> [Data in this exercise]:
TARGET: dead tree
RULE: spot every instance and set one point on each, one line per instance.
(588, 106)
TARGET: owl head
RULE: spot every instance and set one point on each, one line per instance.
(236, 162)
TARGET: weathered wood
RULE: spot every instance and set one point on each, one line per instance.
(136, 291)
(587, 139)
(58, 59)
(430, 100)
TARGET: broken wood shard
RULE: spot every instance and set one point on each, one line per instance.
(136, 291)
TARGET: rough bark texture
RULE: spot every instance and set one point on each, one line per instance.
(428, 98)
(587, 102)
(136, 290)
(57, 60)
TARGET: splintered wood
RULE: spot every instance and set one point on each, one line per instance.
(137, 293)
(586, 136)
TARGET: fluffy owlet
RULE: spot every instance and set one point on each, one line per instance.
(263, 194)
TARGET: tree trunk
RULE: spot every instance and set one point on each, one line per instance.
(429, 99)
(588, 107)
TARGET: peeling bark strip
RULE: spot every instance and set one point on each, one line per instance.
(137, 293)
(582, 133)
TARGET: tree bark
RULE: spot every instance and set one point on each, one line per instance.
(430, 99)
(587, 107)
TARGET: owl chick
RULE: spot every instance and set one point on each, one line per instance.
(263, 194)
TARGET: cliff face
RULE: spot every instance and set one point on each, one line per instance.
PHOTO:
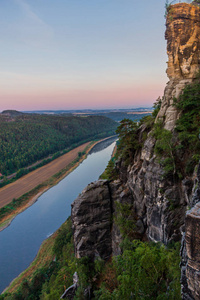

> [Exercise description]: Return the line containing "TARGET: owl chick" and every line after it through the end of the records above, exactly and nothing else, but not the pictures.

> [Written response]:
TARGET: owl chick
RULE: spot every instance and set one point on each, one line per instance.
(263, 194)
TARGET: cliff face
RULE: spot every instance and set one point on each, one line per instance.
PHOTO:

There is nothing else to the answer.